Extension Programming: The Foolbright Scholars with Chris Bodwitch & Jenny Hill
Description: The Very Very Important Museum is an interactive performance where participants are guided through the Foolbright Scholars’ modestly profound collection of specimens and artifacts. The dodo-cents illuminate the mundane and priceless highlights from the museum collection, which range from the Certificate of Slight Rage, to the Sock That Wasn't Chosen.
Bio: The Foolbright Scholars are Chris Bodwitch and Jenny Hill. You can find out more about their very, very important work at muckandgold.com and actsofjennius.com.

Extension Programming: Clowning & Nonsense with Daniel Maseda
HOW FUN CAN IT BE TO MAKE NO SENSE?
In this experimental clown/improv workshop, we will explore absurd language as an avenue for play. Through clowning games and improvisational exercises that use invented words, dubbing, translation, babbling, and sound effects, we will explore what special kinds of fun can emerge when we turn our legibility down to level zero while keeping our dignity turned up to level 10.
No experience required! However, participants will be asked to improvise, collaborate, work quickly, and embrace moments of uncertainty—so the more ready you are to dive in, the more we can play, fail, and discover together as a group. Come play!
Daniel Maseda (he/him) is a performer from Washington, DC who makes ridiculous work. A graduate of École Philippe Gaulier, he has presented work at venues on both sides of the Atlantic, and his debut solo “BE GOOD!” WITH PAULETTE is playing at Cannonball /Philly Fringe on September 6th, 13th, 18th, and 24th.

Extension Programming: SHAKE with Leigh Huster and Xander Cobb
SHAKING is a movement for all bodies that can be used to regulate your nervous system. There is no wrong way to SHAKE! Anyone can SHAKE! (Our cells are in fact shaking all the time). The practice begins with an opening circle, then one hour of continuous shaking to music with an emphasis on what feels good for your body and ends with a few of rest.
Message Xander and Leigh your questions and to join the email list.
Wear comfortable layers, and drink plenty of water! Please stay home if you are sick. We will provide rapid tests. Masks optional.

▶ [Problems to work on]:
1. Decide whether each statement below agrees with the extension programming listings, answering yes or no and quoting the words that decide it: (a) The Clowning & Nonsense workshop requires prior experience. (b) The SHAKE practice includes one hour of continuous shaking to music. (c) Daniel Maseda is a graduate of École Philippe Gaulier.
2. Carry on the extension programming listings from their final sentence.

▶ [Data shown]:
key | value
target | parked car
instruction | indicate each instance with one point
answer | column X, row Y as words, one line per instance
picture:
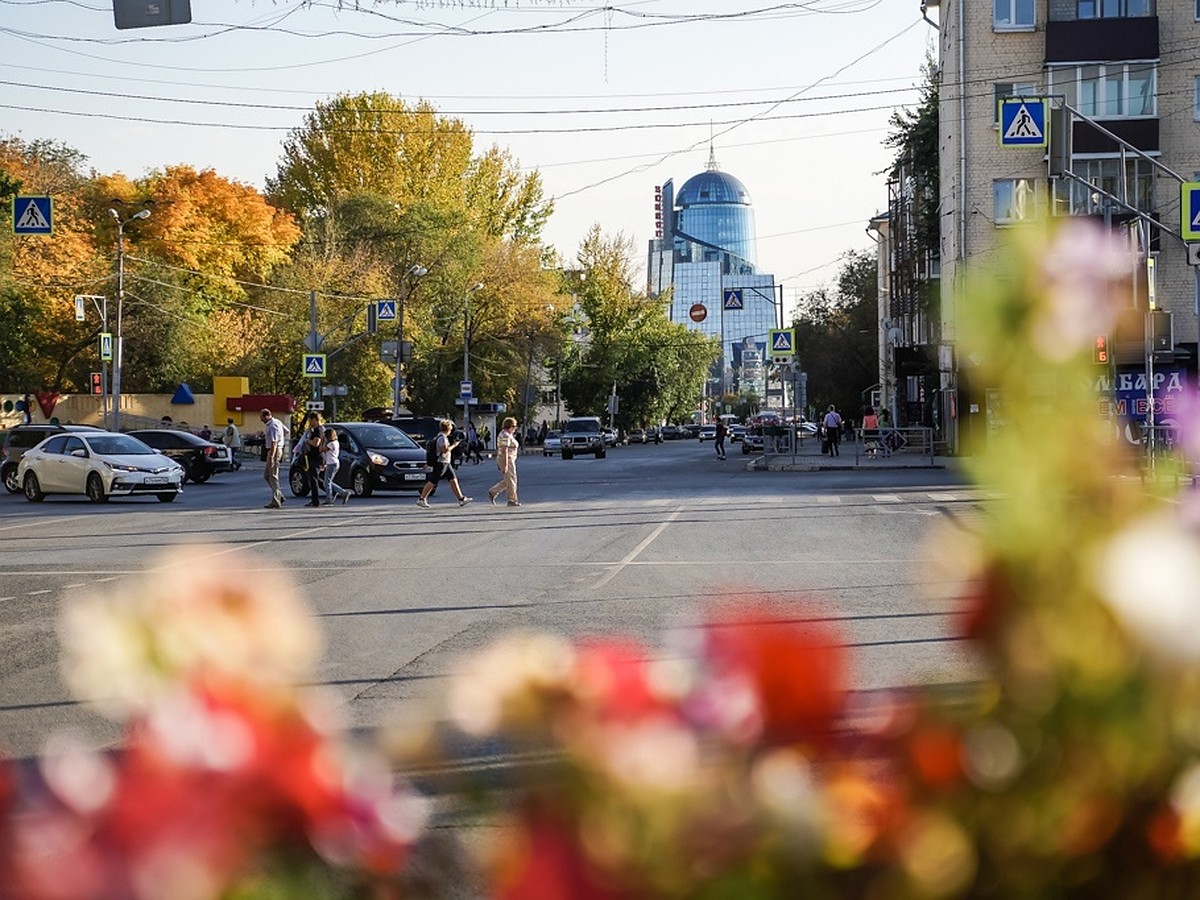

* * *

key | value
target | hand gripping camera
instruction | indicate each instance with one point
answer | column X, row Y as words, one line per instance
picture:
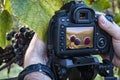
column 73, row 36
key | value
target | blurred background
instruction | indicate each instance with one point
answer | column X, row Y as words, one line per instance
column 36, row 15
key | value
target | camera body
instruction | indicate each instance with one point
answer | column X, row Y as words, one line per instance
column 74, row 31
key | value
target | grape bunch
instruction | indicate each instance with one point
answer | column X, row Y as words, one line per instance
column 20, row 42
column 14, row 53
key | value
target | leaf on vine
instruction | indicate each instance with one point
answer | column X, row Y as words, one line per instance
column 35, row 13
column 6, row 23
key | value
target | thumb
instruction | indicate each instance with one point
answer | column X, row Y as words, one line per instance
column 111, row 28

---

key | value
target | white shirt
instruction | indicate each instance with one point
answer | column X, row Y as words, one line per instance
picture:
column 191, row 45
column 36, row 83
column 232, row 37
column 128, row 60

▶ [Outputs for the tasks]:
1.
(a) No: "No experience required!"
(b) Yes: "then one hour of continuous shaking to music"
(c) Yes: "A graduate of École Philippe Gaulier"

2.
IG: jock_witch & xander_cobb

Extension Programming: Fronteras Flotantes: Theatre Between Homes and Worlds with Lillian White
This talk explores Frontera Flotante, a cross-cultural theatre lab bridging Peru and the US. Tracing a path from research into Latin American ensemble traditions to creating new work in Lima, Lillian reflects on how performance transforms “home” into a dynamic stage. Through cuerpo-objeto (body-object relationships), invisible borders, and imagination’s role in survival and resistance, the talk invites audiences into the ephemeral, rapid, and rigorous world of Frontera Flotante. Centering creative exchange within the uneven terrain of cross-border collaboration, it considers collaborative creation, the politics of place, and the power of performance—locating the global in the everyday and the political in the personal. The talk invites shared reflection through questions woven throughout.
Lillian White is a director and creative producer working between the U.S. and Peru. Based in Lima, she co-leads the collective Frontera Flotante and produces for Ministerio de la Belleza. A former Julie Taymor World Theatre Fellow and Assembly Theatre Deceleration Lab member, her work has been presented at El Cultural (Trujillo), The Museum of Memory, Tolerance & Social Inclusion (Lima), Burning Coal Theatre, Dixon Place, and HERE Arts Center (USA), and more. Don’t miss Kingdom Come at Cannonball Fringe (Sep. 5-7)!
lillianwootenwhite.com | @kingdomcomeshow

Extension Programming: A The Watcher Sleeps TTRPG with Savannah Cathers
This offering is for interactive storytellers, people who like the chaos of a dice roll, or people who want to explore the unknown.
A missing director. An otherworldly ritual. A cast that lost themselves in the process.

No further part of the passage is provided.